What you have to do: Collect all lines from the listing that include the string "spot".
======== Records supplied
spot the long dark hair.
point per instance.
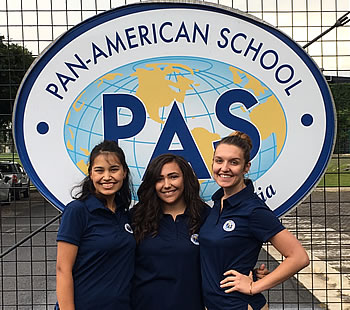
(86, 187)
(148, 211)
================
======== Records supplied
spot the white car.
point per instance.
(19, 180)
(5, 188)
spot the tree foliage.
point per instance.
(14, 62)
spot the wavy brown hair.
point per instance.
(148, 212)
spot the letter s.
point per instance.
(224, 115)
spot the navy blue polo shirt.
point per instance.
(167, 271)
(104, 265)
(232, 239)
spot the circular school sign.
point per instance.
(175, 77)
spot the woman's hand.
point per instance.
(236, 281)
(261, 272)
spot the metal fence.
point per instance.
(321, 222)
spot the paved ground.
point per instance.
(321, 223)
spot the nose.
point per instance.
================
Written reply:
spot the long dark hair.
spot the white car.
spot the tree foliage.
spot the wavy brown hair.
spot the letter s.
spot the navy blue polo shirt.
spot the circular school sign.
spot the woman's hand.
spot the metal fence.
spot the paved ground.
spot the nose.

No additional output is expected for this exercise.